— WHAT YOU WILL DO —
- A) Answer these questions using the London housing report below, one answer per line, each marked like its question:
(i) What is the average London house price?
(ii) What percentage of a typical salary does the average monthly rent take up?
(iii) How many new homes did the housing association sector complete during 2015/16?
- B) State how many lines in the rows below contain the string "tree", matching case exactly. Reply with the number only.

— GIVEN PASSAGE —
- - -

Posted on 02 February 2017

Thought January was tough? Try saving £2,300 a month until 2021 for a house deposit

House prices have become so expensive in the capital that buyers hoping to save for a typical deposit over the next four years will need to scrape together at least a staggering £2,300 every month1, a new report from the National Housing Federation reveals today.

According to the London Home Truths 2016/17 report, a 20% deposit on an average house in the capital has now soared to around £113,000 – putting home ownership completely beyond reach for the many desperate to step foot on the property ladder.

Despite having the highest average salary in the country (£34,000), earnings in the capital have failed to keep up with the merciless increases in house prices. The average London house price (£563,041) is now double the national average and an unprecedented 16.6 times more than the typical salary.

This means that a household currently needs an income of almost £130,000 a year to afford an average mortgage at 80% of the value of a typical house.

The report paints an equally bleak picture for private renters, too, as the average monthly rent (£1,727) now swallows an eye-watering 61% of a typical salary.

But having a job in the capital is not always enough for some, with more and more working people in London turning to benefits to help make ends meet.

Over a third of all Housing Benefit claimants in London are in work, higher than any other region in England, highlighting the desperate challenge of meeting the costs of skyrocketing rents and house prices.

Home ownership is furthest out of reach in Kensington and Chelsea, where average houses cost close to 35 times local salaries.

Home Truths 2016/17 reveals the most and least expensive places to buy a home in the region:

Five most expensive areas to buy in London

Area

Mean house price

Mean salary

How many times house prices are average salaries

Kensington and Chelsea

£1,962,710

£56,462

34.8

Westminster

£1,385,014

£43,472

31.9

Camden

£1,092,476

£40,201

27.2

Hammersmith and Fulham

£944,458

£42,411

22.3

City of London

£937,289

£54,023

17.3

Five least expensive areas to buy in London

Area

Mean house price

Mean salary

How many times house prices are average salaries

Barking and Dagenham

£254,183

£25,111

10.1

Bexley

£306,396

£31,096

9.9

Havering

£329,615

£32,874

10

Newham

£330,968

£25,730

12.9

Croydon

£351,970

£29,650

11.9

The housing association sector is working to battle the capital’s housing crisis, completing over 11,000 new homes during 2015/16. This was nearly half of all new homes in London for that period.

- - -

— DATASET —

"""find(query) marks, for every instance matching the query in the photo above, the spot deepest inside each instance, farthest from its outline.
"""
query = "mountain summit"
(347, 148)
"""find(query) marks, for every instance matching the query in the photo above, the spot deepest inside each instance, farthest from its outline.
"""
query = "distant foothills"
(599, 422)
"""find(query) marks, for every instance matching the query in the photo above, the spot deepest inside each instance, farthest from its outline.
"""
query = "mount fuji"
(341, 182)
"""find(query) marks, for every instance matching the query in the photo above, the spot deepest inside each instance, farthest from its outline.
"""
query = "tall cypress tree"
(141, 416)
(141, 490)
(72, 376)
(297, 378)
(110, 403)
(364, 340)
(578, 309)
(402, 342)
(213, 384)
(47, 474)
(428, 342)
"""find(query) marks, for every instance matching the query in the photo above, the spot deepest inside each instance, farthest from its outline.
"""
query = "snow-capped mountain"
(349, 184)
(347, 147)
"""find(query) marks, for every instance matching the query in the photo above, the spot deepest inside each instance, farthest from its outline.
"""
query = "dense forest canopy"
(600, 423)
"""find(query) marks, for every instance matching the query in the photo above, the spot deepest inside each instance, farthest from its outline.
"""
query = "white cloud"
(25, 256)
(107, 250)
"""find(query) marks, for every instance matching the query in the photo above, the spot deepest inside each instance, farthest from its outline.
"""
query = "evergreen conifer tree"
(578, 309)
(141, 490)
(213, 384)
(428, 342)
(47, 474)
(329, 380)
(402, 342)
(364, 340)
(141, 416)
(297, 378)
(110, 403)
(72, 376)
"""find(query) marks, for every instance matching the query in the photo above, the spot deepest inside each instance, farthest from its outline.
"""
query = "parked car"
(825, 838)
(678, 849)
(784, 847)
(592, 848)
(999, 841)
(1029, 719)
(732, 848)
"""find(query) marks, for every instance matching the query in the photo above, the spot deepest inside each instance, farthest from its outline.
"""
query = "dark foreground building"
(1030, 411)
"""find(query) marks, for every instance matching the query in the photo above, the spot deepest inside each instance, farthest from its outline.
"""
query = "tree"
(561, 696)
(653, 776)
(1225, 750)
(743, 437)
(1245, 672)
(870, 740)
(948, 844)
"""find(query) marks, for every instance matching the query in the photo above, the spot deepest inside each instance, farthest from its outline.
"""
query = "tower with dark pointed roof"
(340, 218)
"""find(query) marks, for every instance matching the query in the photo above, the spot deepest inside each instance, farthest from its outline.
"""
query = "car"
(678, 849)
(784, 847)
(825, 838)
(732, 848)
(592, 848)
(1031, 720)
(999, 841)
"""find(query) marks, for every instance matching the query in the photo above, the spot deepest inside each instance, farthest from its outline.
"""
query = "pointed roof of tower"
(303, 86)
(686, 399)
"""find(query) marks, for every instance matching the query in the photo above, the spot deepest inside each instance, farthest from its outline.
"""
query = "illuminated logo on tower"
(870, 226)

- - -

— EXPECTED RESULTS —
- A)
(i) £563,041
(ii) 61%
(iii) Over 11,000

- B) 3